*** Begin section ***

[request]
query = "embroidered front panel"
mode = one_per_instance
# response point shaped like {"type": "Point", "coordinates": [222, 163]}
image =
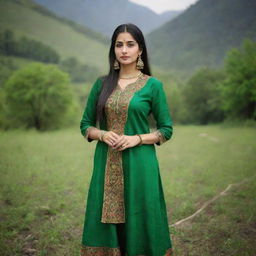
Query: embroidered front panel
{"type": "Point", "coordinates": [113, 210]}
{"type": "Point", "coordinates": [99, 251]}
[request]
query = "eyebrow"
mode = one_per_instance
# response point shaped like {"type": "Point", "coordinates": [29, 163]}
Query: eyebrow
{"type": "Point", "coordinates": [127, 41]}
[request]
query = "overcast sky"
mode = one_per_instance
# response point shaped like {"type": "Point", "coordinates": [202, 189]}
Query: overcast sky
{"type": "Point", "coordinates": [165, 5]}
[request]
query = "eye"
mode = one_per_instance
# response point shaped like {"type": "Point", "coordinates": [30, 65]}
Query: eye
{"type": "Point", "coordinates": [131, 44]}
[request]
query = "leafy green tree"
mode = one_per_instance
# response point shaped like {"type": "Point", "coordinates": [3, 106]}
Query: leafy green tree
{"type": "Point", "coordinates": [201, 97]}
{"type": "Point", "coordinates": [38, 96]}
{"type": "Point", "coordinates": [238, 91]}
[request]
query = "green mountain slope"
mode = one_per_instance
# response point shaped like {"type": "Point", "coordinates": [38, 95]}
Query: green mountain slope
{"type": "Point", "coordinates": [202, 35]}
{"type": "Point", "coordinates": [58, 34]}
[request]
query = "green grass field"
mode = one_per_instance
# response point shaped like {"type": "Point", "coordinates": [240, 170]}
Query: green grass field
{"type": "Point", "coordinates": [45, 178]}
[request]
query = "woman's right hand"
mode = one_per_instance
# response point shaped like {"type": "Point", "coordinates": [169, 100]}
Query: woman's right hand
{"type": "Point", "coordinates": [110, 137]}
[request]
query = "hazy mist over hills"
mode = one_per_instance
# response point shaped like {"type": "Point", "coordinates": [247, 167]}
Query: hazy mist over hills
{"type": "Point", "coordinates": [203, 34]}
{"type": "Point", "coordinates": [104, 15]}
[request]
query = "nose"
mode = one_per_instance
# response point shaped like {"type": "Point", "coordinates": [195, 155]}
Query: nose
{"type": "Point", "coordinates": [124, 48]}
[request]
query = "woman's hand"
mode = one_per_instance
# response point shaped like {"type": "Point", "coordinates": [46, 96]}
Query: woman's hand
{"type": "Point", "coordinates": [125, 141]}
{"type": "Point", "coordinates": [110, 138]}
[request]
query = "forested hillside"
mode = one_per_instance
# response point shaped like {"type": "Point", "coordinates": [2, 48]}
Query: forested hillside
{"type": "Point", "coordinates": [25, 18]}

*** End section ***

EXERCISE:
Return every line in the listing that contains the word "like".

TASK RESPONSE:
# response point shaped like {"type": "Point", "coordinates": [222, 163]}
# response point shaped like {"type": "Point", "coordinates": [29, 163]}
# response point shaped like {"type": "Point", "coordinates": [202, 189]}
# response point shaped like {"type": "Point", "coordinates": [30, 65]}
# response point shaped like {"type": "Point", "coordinates": [3, 106]}
# response point shaped like {"type": "Point", "coordinates": [38, 95]}
# response point shaped like {"type": "Point", "coordinates": [240, 170]}
# response point shaped like {"type": "Point", "coordinates": [169, 100]}
# response point shaped like {"type": "Point", "coordinates": [247, 167]}
# response point shaped like {"type": "Point", "coordinates": [195, 155]}
# response point shaped like {"type": "Point", "coordinates": [46, 96]}
# response point shaped like {"type": "Point", "coordinates": [2, 48]}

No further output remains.